# Instructions to follow:
Reproduce the listing word for word. Skip any image.

# Provided data:
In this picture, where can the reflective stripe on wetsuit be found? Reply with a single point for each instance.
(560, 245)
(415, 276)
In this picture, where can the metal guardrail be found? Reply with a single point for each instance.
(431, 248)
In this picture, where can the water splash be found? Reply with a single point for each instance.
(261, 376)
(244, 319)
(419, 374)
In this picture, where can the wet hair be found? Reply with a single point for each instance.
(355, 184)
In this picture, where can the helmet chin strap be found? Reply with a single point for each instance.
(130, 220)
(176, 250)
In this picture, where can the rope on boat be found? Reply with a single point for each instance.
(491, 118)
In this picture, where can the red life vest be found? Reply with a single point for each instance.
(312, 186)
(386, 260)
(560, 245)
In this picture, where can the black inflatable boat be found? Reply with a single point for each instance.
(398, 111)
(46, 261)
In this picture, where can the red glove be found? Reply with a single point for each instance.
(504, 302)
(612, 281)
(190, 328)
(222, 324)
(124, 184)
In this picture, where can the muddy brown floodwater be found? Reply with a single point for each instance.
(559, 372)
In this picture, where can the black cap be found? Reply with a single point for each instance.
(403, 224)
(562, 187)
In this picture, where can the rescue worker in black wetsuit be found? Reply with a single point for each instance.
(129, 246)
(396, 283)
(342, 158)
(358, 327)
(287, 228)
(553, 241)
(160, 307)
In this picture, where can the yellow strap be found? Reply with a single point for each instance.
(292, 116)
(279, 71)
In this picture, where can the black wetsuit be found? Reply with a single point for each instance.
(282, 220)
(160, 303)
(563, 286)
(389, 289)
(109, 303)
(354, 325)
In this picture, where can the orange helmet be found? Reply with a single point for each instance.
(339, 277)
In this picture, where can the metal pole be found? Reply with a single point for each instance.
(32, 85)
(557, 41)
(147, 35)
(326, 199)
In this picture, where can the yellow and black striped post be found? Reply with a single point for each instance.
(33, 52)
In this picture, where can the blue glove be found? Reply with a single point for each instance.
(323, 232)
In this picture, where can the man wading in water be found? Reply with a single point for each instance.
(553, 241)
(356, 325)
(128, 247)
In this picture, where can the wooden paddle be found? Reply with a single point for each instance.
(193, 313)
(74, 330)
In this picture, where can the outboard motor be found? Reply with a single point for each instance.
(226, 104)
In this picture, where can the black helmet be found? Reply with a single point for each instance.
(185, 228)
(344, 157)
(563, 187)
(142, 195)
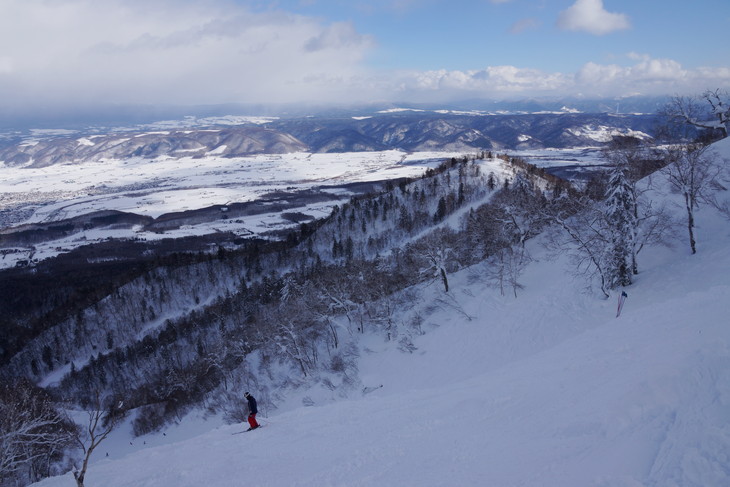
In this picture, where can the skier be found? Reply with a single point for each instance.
(252, 410)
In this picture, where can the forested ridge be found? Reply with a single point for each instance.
(180, 331)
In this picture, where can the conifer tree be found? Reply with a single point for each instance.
(620, 214)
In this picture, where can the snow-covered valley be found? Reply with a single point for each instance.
(550, 388)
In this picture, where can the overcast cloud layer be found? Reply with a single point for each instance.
(218, 51)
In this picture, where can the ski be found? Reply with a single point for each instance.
(246, 431)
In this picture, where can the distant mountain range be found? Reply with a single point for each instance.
(395, 128)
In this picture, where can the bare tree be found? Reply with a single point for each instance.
(32, 432)
(101, 422)
(691, 171)
(709, 111)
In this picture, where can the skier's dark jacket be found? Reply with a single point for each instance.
(252, 409)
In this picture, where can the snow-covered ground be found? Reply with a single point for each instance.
(548, 389)
(153, 187)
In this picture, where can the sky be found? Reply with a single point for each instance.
(66, 53)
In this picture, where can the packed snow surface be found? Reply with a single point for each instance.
(546, 389)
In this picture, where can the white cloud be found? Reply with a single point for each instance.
(646, 76)
(590, 16)
(171, 51)
(187, 52)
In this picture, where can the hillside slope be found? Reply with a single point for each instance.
(549, 389)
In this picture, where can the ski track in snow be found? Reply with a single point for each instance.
(549, 390)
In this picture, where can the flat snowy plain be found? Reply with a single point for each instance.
(165, 185)
(546, 389)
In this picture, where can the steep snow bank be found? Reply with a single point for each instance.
(549, 389)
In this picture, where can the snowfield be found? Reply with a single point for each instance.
(547, 389)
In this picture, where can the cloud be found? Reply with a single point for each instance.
(646, 76)
(84, 53)
(172, 52)
(590, 16)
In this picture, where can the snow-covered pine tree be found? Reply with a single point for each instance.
(620, 214)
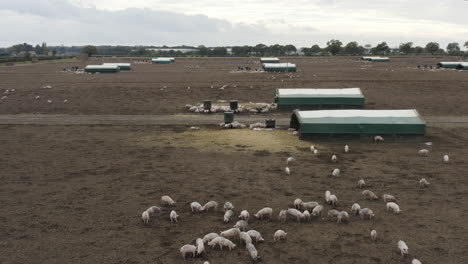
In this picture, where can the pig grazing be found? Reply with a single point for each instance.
(226, 243)
(297, 203)
(210, 205)
(200, 246)
(374, 235)
(195, 207)
(294, 213)
(244, 215)
(355, 208)
(245, 237)
(317, 210)
(173, 216)
(332, 213)
(267, 211)
(166, 200)
(366, 213)
(361, 183)
(233, 232)
(252, 251)
(343, 217)
(241, 224)
(279, 234)
(370, 195)
(282, 216)
(394, 207)
(145, 217)
(389, 198)
(228, 206)
(402, 247)
(188, 249)
(227, 215)
(255, 235)
(209, 237)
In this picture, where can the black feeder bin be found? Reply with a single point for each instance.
(228, 117)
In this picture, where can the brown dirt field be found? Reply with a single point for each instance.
(74, 194)
(394, 85)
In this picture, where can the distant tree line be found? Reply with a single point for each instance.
(333, 47)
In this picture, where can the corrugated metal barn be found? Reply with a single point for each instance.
(102, 68)
(279, 67)
(325, 123)
(269, 60)
(161, 60)
(122, 66)
(318, 98)
(448, 64)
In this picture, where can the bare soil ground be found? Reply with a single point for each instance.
(395, 85)
(75, 193)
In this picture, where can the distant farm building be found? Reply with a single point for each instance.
(306, 99)
(463, 66)
(376, 59)
(448, 64)
(162, 60)
(122, 66)
(102, 68)
(279, 67)
(269, 60)
(329, 123)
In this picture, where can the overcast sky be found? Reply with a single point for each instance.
(218, 22)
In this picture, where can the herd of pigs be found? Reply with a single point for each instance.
(310, 209)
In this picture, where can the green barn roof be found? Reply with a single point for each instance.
(347, 122)
(308, 98)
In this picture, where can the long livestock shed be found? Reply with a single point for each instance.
(462, 66)
(279, 67)
(269, 60)
(122, 66)
(326, 123)
(102, 68)
(307, 99)
(448, 64)
(162, 60)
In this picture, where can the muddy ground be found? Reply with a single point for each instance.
(75, 193)
(395, 85)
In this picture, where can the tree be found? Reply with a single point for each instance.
(418, 50)
(90, 50)
(432, 47)
(453, 48)
(406, 47)
(381, 48)
(334, 46)
(352, 48)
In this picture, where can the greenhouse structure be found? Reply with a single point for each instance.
(269, 60)
(362, 123)
(122, 66)
(318, 98)
(279, 67)
(102, 68)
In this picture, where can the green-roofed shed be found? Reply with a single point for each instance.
(318, 98)
(122, 66)
(319, 123)
(279, 67)
(269, 60)
(102, 68)
(448, 64)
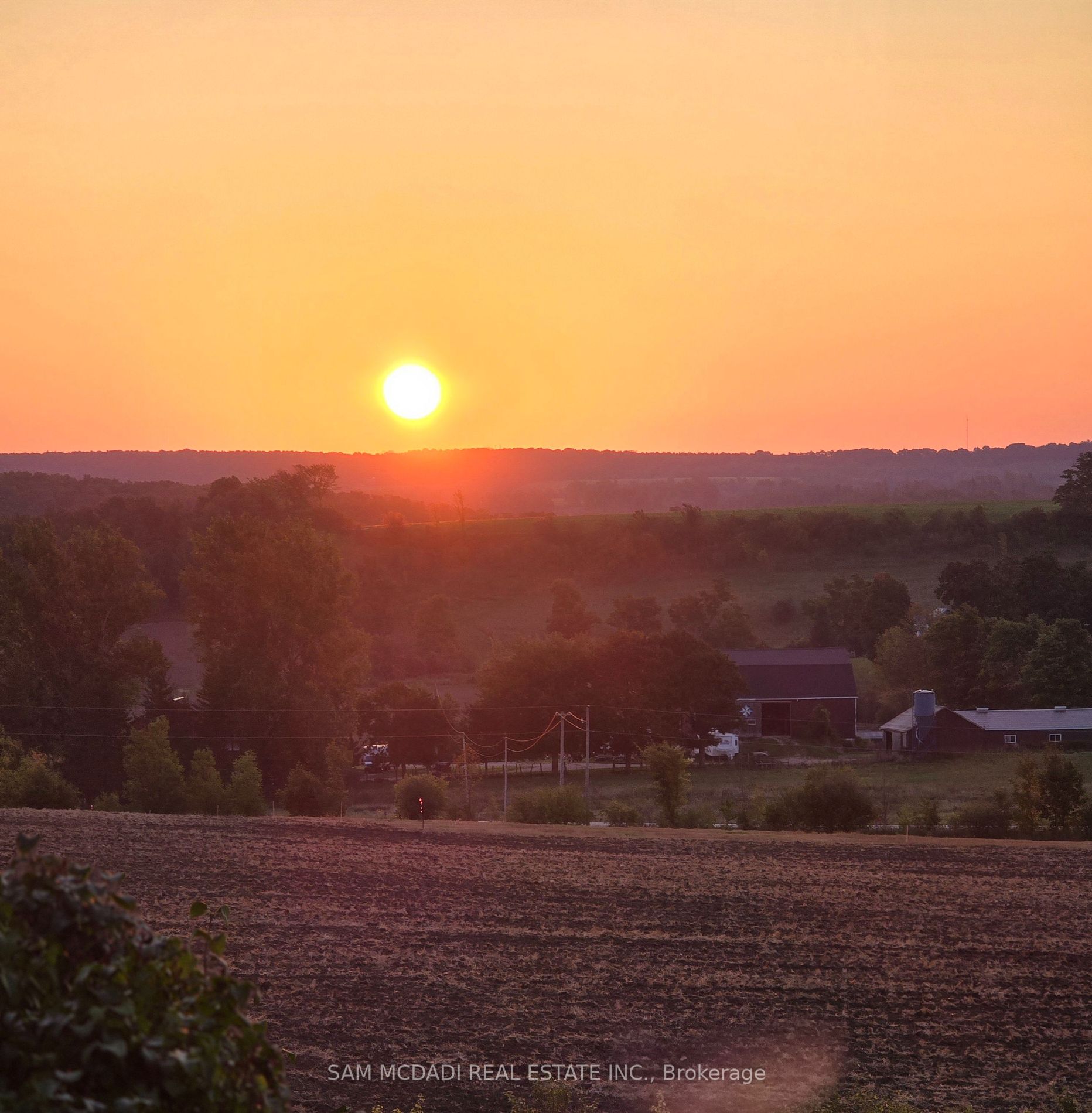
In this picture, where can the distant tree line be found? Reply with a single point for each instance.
(289, 612)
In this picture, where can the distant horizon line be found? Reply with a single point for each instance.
(630, 452)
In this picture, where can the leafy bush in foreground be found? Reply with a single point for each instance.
(562, 805)
(670, 769)
(29, 780)
(831, 800)
(985, 818)
(244, 790)
(620, 814)
(305, 794)
(421, 787)
(98, 1012)
(107, 801)
(696, 816)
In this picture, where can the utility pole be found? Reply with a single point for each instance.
(588, 755)
(561, 754)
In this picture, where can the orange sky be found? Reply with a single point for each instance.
(673, 225)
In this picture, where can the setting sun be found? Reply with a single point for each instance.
(412, 392)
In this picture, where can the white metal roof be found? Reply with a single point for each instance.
(1070, 718)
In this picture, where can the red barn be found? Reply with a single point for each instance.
(786, 687)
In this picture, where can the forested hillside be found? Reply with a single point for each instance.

# Your solution:
In this picture, where can the reflective stripe on wetsuit be found? Reply with a single point for each instance.
(560, 245)
(415, 276)
In this picture, where can the metal guardrail be found? Reply with a single point for each instance.
(431, 248)
In this picture, where can the water splash be found? Reply with a single point for each instance.
(261, 376)
(244, 319)
(419, 374)
In this picture, where can the wet hair be found? Reply with a single point for each instance.
(355, 184)
In this picture, where can the helmet chin strap be found? Reply with a single point for each instance.
(130, 220)
(176, 250)
In this picture, where can the rope on boat be found? Reply with a single point for each instance.
(491, 118)
In this picture, where can the red life vest be found? Reply with a single point for each instance.
(312, 186)
(386, 260)
(560, 245)
In this picture, where can the black inflatable boat be found? Reply with a single point for each instance.
(398, 111)
(46, 261)
In this picture, where can the red glove be found? Reply with a single point for each instance.
(504, 302)
(612, 281)
(190, 328)
(222, 324)
(124, 184)
In this picture, where can the muddy brown floodwater be found? Reply with a single point for each instance.
(559, 372)
In this picture, where can the black cap be found? Reply with a single point for each instance.
(403, 224)
(562, 187)
In this picture, where can the rescue worker in black wetsuit be found? Reply with a single point for each instance.
(129, 246)
(396, 283)
(342, 158)
(358, 327)
(287, 228)
(553, 241)
(160, 307)
In this picture, where can the yellow strap be found? Reply with a single point for each instance.
(292, 116)
(279, 71)
In this picture, where can the black wetsuit be found? Reply with a single point for each instance.
(282, 220)
(160, 303)
(563, 286)
(389, 289)
(109, 303)
(354, 325)
In this picture, where can the orange helmet be found? Reply with a single point for each instance.
(339, 277)
In this picture, where can the metal pole be found? Reply with a single point for each instance.
(32, 85)
(557, 41)
(147, 35)
(326, 199)
In this picture, where can the yellow and black striped post be found? Reply with a single point for each instance.
(33, 52)
In this picture, where can the blue glove be found? Reply with a single point for each instance.
(323, 232)
In this picture, where can the man wading in water be found? Reply with a single point for each instance.
(553, 241)
(356, 325)
(128, 247)
In this picture, where can the wooden paddle be found? Reply with a single point for each instance.
(193, 313)
(74, 330)
In this picture, where can the outboard motor be found? Reply with a single point for each instance.
(226, 104)
In this picture, where can the black helmet be found? Reply with a single point for each instance.
(185, 228)
(344, 157)
(563, 187)
(142, 195)
In this picture, where can the skier be found? Reply with a single point for each instance.
(252, 410)
In this picture, where can the forested ridge be found? Reply with a single point for each instance.
(180, 331)
In this picture, where can the conifer tree be found? Reply with a single point for each instance.
(620, 214)
In this picture, where can the snow-covered valley be found? Reply with a single point for each instance.
(550, 388)
In this picture, where can the overcast cloud layer be found? Reply with a single point for each instance.
(218, 51)
In this picture, where can the ski be found? Reply with a single point for each instance.
(246, 431)
In this picture, where can the distant mountain range be found? Reply with a single point for each instance.
(395, 128)
In this picture, where can the bare tree be found? Reply with a single point for each instance.
(32, 432)
(101, 422)
(691, 171)
(709, 111)
In this picture, where can the skier's dark jacket be found? Reply with a single point for each instance.
(252, 409)
In this picture, where can the snow-covered ground be found? Reply with a single point for each instance.
(548, 389)
(153, 187)
In this picture, where can the sky be found? Reply with a single point for each instance.
(66, 53)
In this picture, where can the packed snow surface be found? Reply with a single point for each instance.
(546, 389)
In this picture, where can the white cloud be found? Reply with a single point for each instance.
(646, 76)
(590, 16)
(171, 51)
(187, 52)
In this picture, where can the hillside slope be found? Reply with a single point for each instance.
(549, 389)
In this picture, where can the ski track in snow be found? Reply with a single point for each instance.
(549, 390)
In this picture, where can the flat snowy plain be found? Reply with a single point for each instance.
(165, 185)
(546, 389)
In this picture, where can the steep snow bank be found? Reply with a single point for each instance.
(549, 389)
In this picture, where can the snowfield be found? Reply with a single point for each instance.
(547, 389)
In this picture, where can the cloud be found? Reply with a single point for each instance.
(646, 76)
(84, 53)
(172, 52)
(590, 16)
In this picture, where can the snow-covered pine tree be found? Reply with a single point for each instance.
(620, 214)
In this picture, where can the pig grazing be found? Reply with a single point for each instance.
(226, 243)
(297, 203)
(210, 205)
(200, 246)
(374, 235)
(195, 207)
(294, 213)
(244, 215)
(355, 208)
(245, 237)
(317, 210)
(173, 216)
(332, 213)
(267, 211)
(166, 200)
(366, 213)
(361, 183)
(233, 232)
(252, 251)
(343, 217)
(241, 224)
(279, 234)
(370, 195)
(282, 216)
(394, 207)
(145, 217)
(389, 198)
(228, 206)
(402, 247)
(188, 249)
(227, 215)
(255, 235)
(209, 237)
In this picture, where can the black feeder bin be found? Reply with a single point for each instance.
(228, 117)
In this picture, where can the brown dirt field be found? Reply with a single point for each instance.
(74, 194)
(394, 85)
In this picture, where can the distant tree line be found? Reply with a single point for each instance.
(333, 47)
In this picture, where can the corrugated metal barn be found? Reply with a single point for each instance.
(102, 68)
(279, 67)
(325, 123)
(269, 60)
(161, 60)
(122, 66)
(318, 98)
(448, 64)
In this picture, where can the bare soil ground be found? Reply with a single point for each instance.
(395, 85)
(75, 193)
In this picture, where can the distant farm building be found? Reply with a single point for each instance.
(306, 99)
(463, 66)
(376, 59)
(448, 64)
(162, 60)
(122, 66)
(102, 68)
(279, 67)
(269, 60)
(329, 123)
In this picture, where can the overcast sky be found? Reply with a single point for each instance.
(218, 22)
In this picture, where can the herd of pigs be found? Reply with a single point for each instance.
(310, 209)
In this picture, where can the green barn roof be found? Reply with a single point for each instance.
(347, 122)
(308, 98)
In this picture, where can the long livestock shed be found? Reply with a single point for each instance.
(462, 66)
(279, 67)
(269, 60)
(122, 66)
(326, 123)
(102, 68)
(307, 99)
(448, 64)
(162, 60)
In this picture, where can the muddy ground be found? Reply with a single point for each instance.
(75, 193)
(395, 85)
In this picture, where can the tree be found? Reply with a single point for each instance.
(418, 50)
(90, 50)
(432, 47)
(453, 48)
(406, 47)
(381, 48)
(334, 46)
(352, 48)
In this picture, where can the greenhouse structure be found? Reply with a single point for each instance.
(269, 60)
(362, 123)
(122, 66)
(318, 98)
(279, 67)
(102, 68)
In this picture, where can the green-roofed shed be found? Reply with a single point for each instance.
(318, 98)
(122, 66)
(319, 123)
(279, 67)
(269, 60)
(102, 68)
(448, 64)
In this picture, where can the distant tree line be found? Reply with a single point for each instance.
(289, 612)
In this picture, where can the distant horizon line be found? Reply with a single point for each instance.
(630, 452)
In this picture, where can the leafy bush in foreground be found? Reply with a single point for each instance.
(562, 805)
(670, 769)
(29, 780)
(831, 800)
(985, 818)
(244, 790)
(620, 814)
(305, 794)
(421, 787)
(98, 1012)
(107, 801)
(696, 816)
In this picture, where can the utility pole be found? Reply with a single point for each instance.
(588, 755)
(561, 754)
In this picture, where can the orange sky be found? Reply with a single point for each instance.
(673, 225)
In this picture, where can the setting sun be found? Reply with a single point for each instance.
(412, 392)
In this picture, where can the white metal roof be found? Reply with a single point for each instance.
(1070, 718)
In this picture, where can the red barn be found? Reply with a single point for each instance.
(786, 687)
In this picture, where can the forested hillside be found? Reply with a single point for each instance.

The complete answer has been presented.